## Page excerpt
# Awesome model railroad snowblower video



## trustyrusty (Dec 31, 2008)

Check out this train snowblower. This beats every railroad snow removal video I've ever seen.


----------



## trustyrusty (Dec 31, 2008)

Sorry, guys. I fixed the video link so maybe now you can view it. Really, really cool job this guy did modeling one of those old steam locomotive powered snow blowers.


----------



## leon (Nov 18, 2008)

*G Scale model railroad rotary snow plow*

The gentleman that uploade the video has 
a very large garden railroad.

These rotary plows are pushed and pulled by 2-6 locomotves to 
provide the traction and force needed to remove snow from the 
railroad right of way.

This railway snow clearer is a rotary plow for railway use 
that is based on the Leslie rotary plow design that dates
back to 1893 and was originally steam powered using 
soft Bituminous coal coal.

Most all of them were converted to an oil fired steam powered 
rotary plow early in the century once fuel oil became the fule of 
choice for steam powered locomotives.

The folks at Union Pacific Railroad have several -(5-6) of the former
Southern Pacific rotary snow plows that have been converted 
to electric power where a what is refered to as a B unit is used to 
provide electricity to the rotary plow.

These rebuilt rotary plows use four traction motors from older locomotives 
to power the rotary plows snow fan to dispose of the snow to the left or right
of the railway right of way.

The Leslie plows have railcar trucks that have no suspension and limit the 
units travel spewed to 20 miles per hour.

I can upload some scanned images of the rotary plows when I have a bit more time for everyone to see later.


----------



## BigBladePusher (Dec 7, 2012)

wow thats pretty cool!


----------

## Required task 1
Copy everything in the snowblower thread from "Sorry, guys. I" down to "large garden railroad.".
## Required task 2
Name each distinct username that posts in the snowblower thread.

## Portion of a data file

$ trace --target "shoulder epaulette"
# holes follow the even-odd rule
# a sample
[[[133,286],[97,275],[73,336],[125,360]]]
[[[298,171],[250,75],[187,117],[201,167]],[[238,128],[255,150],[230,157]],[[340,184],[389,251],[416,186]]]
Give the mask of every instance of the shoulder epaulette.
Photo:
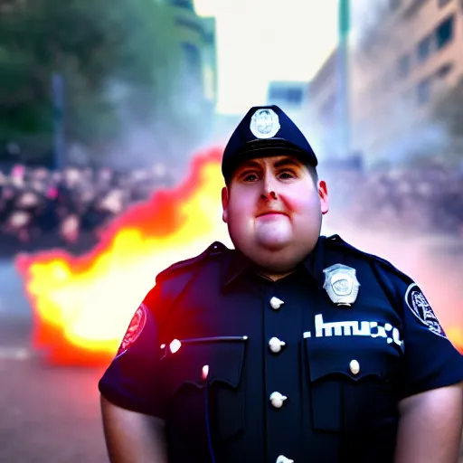
[[[156,281],[170,278],[171,276],[177,274],[180,271],[194,269],[195,267],[197,267],[198,264],[203,262],[208,257],[222,254],[227,250],[230,250],[223,243],[220,241],[214,241],[201,254],[190,259],[185,259],[184,260],[175,262],[170,267],[167,267],[167,269],[165,269],[159,272],[156,277]]]
[[[340,247],[342,247],[345,250],[347,250],[351,251],[354,254],[364,256],[365,259],[369,260],[375,260],[377,262],[380,262],[383,264],[386,269],[388,269],[390,271],[397,275],[399,278],[405,279],[406,281],[411,280],[411,278],[401,271],[397,267],[395,267],[393,264],[392,264],[389,260],[386,260],[385,259],[383,259],[379,256],[376,256],[375,254],[369,254],[368,252],[365,252],[364,250],[360,250],[359,249],[355,248],[352,244],[349,244],[348,242],[345,241],[339,235],[332,235],[326,238],[326,240],[330,243],[335,243]]]

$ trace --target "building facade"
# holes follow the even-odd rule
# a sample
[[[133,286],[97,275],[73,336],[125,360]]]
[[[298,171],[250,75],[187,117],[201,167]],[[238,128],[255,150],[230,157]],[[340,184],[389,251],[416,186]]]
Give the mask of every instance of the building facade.
[[[193,0],[165,0],[173,8],[182,52],[181,93],[185,109],[213,123],[217,102],[215,20],[196,14]]]
[[[314,118],[326,128],[336,120],[336,54],[309,86]],[[351,44],[348,62],[351,150],[373,165],[439,149],[445,135],[431,112],[463,76],[462,0],[388,0]]]

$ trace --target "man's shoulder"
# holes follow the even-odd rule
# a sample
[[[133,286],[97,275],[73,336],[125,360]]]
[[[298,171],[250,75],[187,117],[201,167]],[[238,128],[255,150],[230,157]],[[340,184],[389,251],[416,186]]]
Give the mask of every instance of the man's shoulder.
[[[349,244],[344,241],[339,235],[335,234],[326,239],[327,248],[335,252],[340,252],[343,255],[351,256],[356,260],[364,260],[370,263],[374,269],[383,275],[397,279],[398,280],[411,284],[412,279],[403,271],[399,269],[392,262],[376,254],[372,254]]]
[[[200,254],[190,259],[175,262],[159,272],[156,276],[156,282],[166,281],[181,275],[194,273],[208,262],[220,260],[231,251],[232,250],[227,248],[223,243],[214,241]]]

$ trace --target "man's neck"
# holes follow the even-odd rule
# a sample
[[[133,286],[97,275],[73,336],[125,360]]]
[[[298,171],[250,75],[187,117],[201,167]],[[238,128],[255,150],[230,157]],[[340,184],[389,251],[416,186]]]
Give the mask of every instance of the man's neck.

## Reply 1
Sorry, guys. I fixed the video link so maybe now you can view it. Really, really cool job this guy did modeling one of those old steam locomotive powered snow blowers.


----------



## leon (Nov 18, 2008)

*G Scale model railroad rotary snow plow*

The gentleman that uploade the video has 
a very large garden railroad.

## Reply 2
trustyrusty, leon, BigBladePusher